>> begin

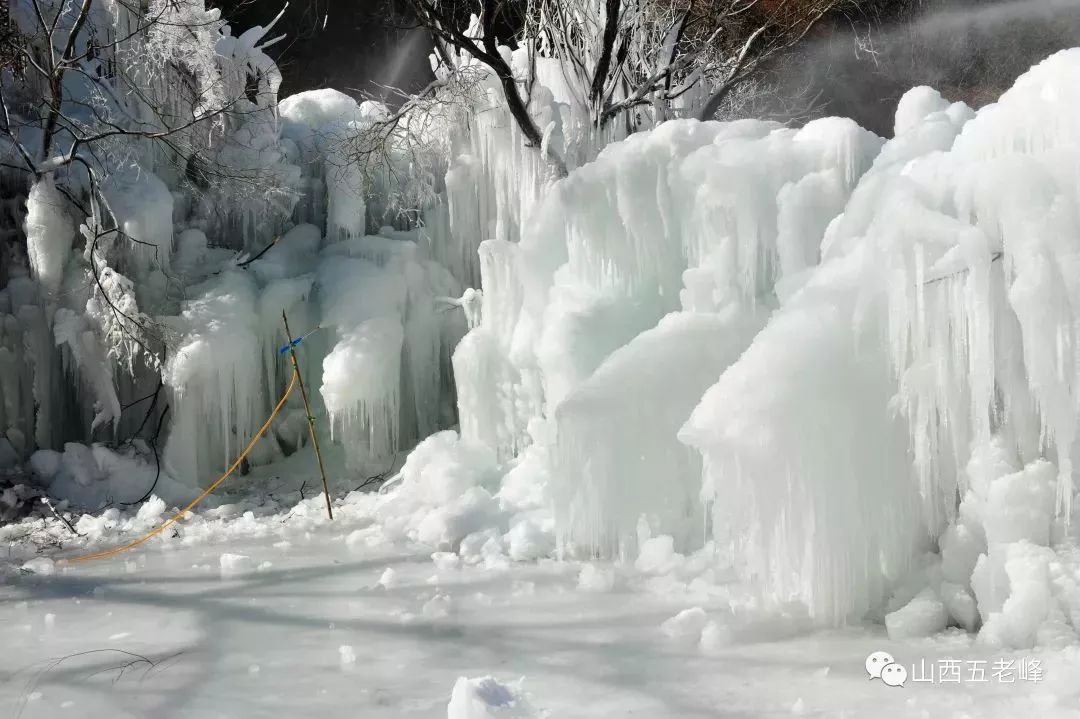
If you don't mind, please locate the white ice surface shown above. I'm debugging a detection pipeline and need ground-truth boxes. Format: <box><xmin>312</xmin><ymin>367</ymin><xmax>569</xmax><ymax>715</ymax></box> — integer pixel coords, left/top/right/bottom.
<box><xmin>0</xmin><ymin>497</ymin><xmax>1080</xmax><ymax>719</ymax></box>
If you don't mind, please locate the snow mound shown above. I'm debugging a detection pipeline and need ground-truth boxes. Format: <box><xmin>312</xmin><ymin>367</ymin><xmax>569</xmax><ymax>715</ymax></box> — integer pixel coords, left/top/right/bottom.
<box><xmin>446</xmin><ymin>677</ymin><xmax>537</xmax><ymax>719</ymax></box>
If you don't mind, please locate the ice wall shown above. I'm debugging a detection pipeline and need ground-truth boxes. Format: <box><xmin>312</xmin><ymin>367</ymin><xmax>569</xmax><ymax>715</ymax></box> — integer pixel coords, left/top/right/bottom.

>> end

THE REQUEST
List every line in the records above that contains the word "need", matching case exactly.

ANSWER FOR THE TASK
If you don't mind, please locate the white ice surface shown above. I'm debugging a detection pipeline and need ground-truth boxes. Format: <box><xmin>312</xmin><ymin>367</ymin><xmax>569</xmax><ymax>715</ymax></box> — integer pixel coords, left/top/right/bottom.
If you don't mind, please locate the snow mound shown above. I'm debugging a detection pipeline and need ground-truth boxes. Format: <box><xmin>312</xmin><ymin>367</ymin><xmax>569</xmax><ymax>715</ymax></box> — integer pixel coords, left/top/right/bottom.
If you don't mind, please locate the ice wall shown above. I'm debugging a detection pipeline and need ground-truth boxes. Format: <box><xmin>312</xmin><ymin>367</ymin><xmax>569</xmax><ymax>715</ymax></box> — integer pixel coords, left/top/right/bottom.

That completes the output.